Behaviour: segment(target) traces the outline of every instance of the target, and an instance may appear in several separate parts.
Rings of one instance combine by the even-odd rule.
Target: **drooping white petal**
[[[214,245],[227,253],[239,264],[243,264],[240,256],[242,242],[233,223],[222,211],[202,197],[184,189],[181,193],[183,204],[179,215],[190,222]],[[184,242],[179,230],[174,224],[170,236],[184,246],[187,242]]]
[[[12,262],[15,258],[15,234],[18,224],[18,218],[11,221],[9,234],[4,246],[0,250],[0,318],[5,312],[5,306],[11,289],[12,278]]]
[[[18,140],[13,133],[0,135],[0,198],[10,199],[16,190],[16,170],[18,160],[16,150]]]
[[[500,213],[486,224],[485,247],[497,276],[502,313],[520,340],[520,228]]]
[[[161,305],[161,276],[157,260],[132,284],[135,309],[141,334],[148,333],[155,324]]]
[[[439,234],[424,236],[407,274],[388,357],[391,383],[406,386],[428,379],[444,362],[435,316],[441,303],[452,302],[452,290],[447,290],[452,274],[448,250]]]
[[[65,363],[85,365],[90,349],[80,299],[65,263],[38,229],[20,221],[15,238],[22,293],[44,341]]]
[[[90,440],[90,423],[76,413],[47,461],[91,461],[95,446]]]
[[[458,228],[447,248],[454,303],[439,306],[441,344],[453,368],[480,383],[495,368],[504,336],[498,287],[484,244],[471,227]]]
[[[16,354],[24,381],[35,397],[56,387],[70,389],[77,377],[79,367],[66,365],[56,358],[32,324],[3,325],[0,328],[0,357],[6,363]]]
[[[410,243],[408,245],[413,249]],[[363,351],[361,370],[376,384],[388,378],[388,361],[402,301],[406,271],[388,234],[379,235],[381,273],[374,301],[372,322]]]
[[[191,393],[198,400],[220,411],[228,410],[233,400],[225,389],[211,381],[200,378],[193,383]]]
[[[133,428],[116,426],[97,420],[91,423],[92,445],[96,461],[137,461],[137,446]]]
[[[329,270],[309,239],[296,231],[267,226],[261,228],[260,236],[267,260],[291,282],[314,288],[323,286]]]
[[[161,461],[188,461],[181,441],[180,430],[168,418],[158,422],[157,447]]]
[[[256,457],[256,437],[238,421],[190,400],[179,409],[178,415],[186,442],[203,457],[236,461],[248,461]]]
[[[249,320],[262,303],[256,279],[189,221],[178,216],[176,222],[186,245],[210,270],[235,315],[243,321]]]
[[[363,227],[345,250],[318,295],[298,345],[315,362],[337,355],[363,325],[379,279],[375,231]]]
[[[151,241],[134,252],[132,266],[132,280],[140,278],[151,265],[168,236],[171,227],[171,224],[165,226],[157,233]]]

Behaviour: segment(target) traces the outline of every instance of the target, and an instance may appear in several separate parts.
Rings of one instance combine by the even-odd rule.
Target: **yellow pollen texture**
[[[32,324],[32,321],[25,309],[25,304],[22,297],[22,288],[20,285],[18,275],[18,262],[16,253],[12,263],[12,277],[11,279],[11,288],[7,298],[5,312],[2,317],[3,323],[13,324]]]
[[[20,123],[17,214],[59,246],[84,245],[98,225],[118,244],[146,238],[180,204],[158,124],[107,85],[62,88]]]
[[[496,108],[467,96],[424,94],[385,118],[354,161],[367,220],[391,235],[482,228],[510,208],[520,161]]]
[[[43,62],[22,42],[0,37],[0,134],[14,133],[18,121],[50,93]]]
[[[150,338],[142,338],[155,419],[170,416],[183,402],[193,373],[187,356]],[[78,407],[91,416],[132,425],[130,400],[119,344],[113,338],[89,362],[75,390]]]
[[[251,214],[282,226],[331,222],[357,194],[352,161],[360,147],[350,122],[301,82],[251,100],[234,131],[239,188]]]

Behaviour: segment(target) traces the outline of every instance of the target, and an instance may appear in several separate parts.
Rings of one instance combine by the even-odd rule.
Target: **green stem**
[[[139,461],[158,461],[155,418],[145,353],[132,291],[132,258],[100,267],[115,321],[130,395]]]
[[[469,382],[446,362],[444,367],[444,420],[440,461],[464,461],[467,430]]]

──────

Stated exercise: Rewrite the data from its first line through the line containing "Target: **drooping white petal**", replacing "outline" with "boundary" and leaving everything else unchanged.

Result of this task:
Behaviour: segment(target) traces the boundary of every instance of the target, and an instance may appear in several separate parts.
Rings of one instance combine by the even-odd rule.
Target: **drooping white petal**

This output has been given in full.